> EXERCISE GOAL
Extract the text of each entry below exactly, leaving every image behind.

> EXCERPTED RECORDS

....

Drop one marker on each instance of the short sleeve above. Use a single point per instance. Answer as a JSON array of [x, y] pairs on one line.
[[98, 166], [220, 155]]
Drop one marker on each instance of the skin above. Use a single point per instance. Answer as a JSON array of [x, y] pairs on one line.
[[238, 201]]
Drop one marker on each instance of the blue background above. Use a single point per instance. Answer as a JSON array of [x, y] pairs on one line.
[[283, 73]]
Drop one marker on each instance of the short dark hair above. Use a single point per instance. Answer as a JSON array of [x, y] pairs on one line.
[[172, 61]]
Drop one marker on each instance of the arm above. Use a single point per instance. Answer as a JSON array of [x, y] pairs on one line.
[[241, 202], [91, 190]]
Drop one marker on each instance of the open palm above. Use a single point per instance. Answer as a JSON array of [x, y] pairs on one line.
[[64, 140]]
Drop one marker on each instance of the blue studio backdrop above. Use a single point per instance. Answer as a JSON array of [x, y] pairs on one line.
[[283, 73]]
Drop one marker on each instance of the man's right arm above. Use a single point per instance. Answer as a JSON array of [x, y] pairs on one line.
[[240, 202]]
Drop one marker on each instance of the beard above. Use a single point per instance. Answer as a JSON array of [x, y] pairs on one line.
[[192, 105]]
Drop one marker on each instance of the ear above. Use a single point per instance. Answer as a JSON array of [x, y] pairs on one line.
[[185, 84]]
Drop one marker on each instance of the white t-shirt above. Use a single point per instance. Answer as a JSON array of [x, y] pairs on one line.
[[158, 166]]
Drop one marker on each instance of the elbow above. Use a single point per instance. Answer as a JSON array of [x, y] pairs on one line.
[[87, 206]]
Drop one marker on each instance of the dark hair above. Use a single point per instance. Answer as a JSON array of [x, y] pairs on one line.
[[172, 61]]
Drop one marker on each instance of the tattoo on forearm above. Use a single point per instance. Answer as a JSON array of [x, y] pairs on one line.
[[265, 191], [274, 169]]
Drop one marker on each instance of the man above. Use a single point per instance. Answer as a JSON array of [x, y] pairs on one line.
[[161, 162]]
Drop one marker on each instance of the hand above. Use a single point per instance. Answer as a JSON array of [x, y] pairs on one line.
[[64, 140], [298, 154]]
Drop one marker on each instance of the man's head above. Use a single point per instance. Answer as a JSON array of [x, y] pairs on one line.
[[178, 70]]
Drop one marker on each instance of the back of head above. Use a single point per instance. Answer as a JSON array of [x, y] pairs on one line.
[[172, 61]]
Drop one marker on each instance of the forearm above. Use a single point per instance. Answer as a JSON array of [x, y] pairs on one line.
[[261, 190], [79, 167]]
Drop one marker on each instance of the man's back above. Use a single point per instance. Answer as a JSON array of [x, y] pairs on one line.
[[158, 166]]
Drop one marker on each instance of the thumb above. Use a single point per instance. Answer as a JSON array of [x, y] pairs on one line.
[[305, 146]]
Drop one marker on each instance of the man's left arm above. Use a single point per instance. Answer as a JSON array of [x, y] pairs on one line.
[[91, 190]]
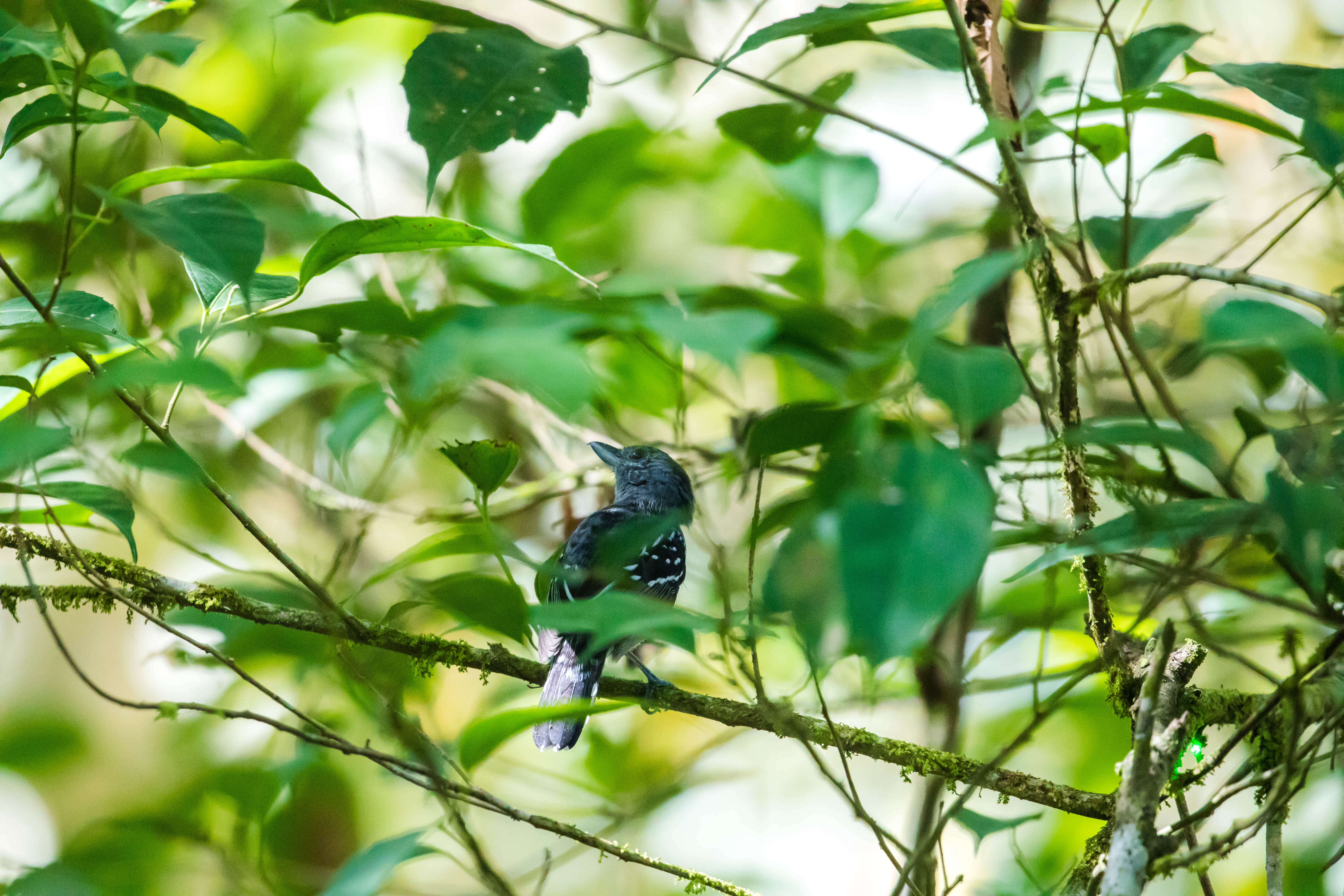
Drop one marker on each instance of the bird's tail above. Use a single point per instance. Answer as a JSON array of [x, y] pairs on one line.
[[569, 680]]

....

> SOLUTION BELOW
Drop one marker on each instance of the short sleeve above. Use a single point per instance. Answer as a JSON array of [x, y] pairs on one line.
[[98, 166], [220, 155]]
Drop one marker on each instance of the skin above. Use a single point per instance. Answer as a JSON array of [x, y] pairs on one line.
[[238, 201]]
Drop one marker on each instance of the blue background above. Use a single point per instance. Answer as a JSON array of [x, y] pairs on one line.
[[283, 73]]
Drop one marker on each instance of the short dark hair above. Use a single point per instance. Answer as a JSON array of [x, y] pairs on one line.
[[172, 61]]
Drop one marker on each instance of the arm above. Use a single point per instance. Answer as a JSON array of [x, y] pairs on one line.
[[241, 202], [91, 190]]
Drop one marker on each instance of the open palm above. Use a single point per instance. Answer as a JSON array of [x, y] pairs on one line.
[[64, 140]]
Drop one marker on each instance of the blue studio backdrop above. Use a single point per instance. Answer as a JSON array of [x, y] pairs on one line.
[[283, 73]]
Drop one marker on each instance of the man's right arm above. Use a single point per instance. Answer as a JSON array of [x, y] pairs on one line.
[[240, 202]]
Drop one marker on each instance of the beard above. Use a single point per instance. Answer as a JSON array of [x, y] pairs on one line.
[[192, 105]]
Drop one marker on each instance of the ear above. Use a single point per instance. Answer as a JSON array of [x, y] pairs on one line.
[[185, 84]]
Drop one marker on each instance of the white t-shirt above. Use a single point per instance. Answer as a JSON array of [x, y] pairs on one line.
[[158, 166]]
Drop one marker on each instance of the elbow above. Use a single point per instance. Answer as a JSON array of [x, y] pairs on one line.
[[87, 206]]
Drop one marker on each instance of the dark hair above. Use a single point per instance. Answer as a JSON array of [x, y] pairs on one line.
[[172, 61]]
Drop one marker on each instance of the tattoo on forearm above. Use a single point per instance. Answer as a JSON array of [x, y] pairs on one line.
[[265, 191], [274, 169]]
Drop one marker on each instance of the man above. Use a single point per instance. Answer as a JSON array of [x, y] pairs on one line.
[[161, 162]]
Drop one marker on each instance of the hand above. Use a single point per instance. Answer as a JSON array of [x, y] pairs on one line.
[[64, 140], [298, 154]]
Drop one marker on each instance of the man's head above. Use a single point per instance. Answer as a JSON array of [x, y] pairs on one line.
[[178, 70]]
Drop one marker on each instance of the back of head above. Use a single point per instance. Answer as a JSON array of [x, y] pairs on one line.
[[172, 61]]
Drop one marker on each instance of the forearm above. Use a single point per instance. Answer as a JSON array of [x, y] pairs on one line.
[[261, 190], [79, 167]]
Drop one marker on each instance of the man's back above. Use a single point per instance. Answer as a JSON array of [x, y] pairs on one line.
[[158, 166]]
Drop one marker on each instance of the thumb above. Use a single point per instance. Answer as a JSON array of [x, y] pairs on one line.
[[305, 146]]
Drop one marker on each instance of the man's left arm above. Use a single point per instance. Answer as a JSON array of [x, y] pairs on one line.
[[91, 190]]
Drop one marker on each instance of the bird's tail above. Use a single point per instance. Answer as a JSON array of [x, y] pairs on one line.
[[569, 680]]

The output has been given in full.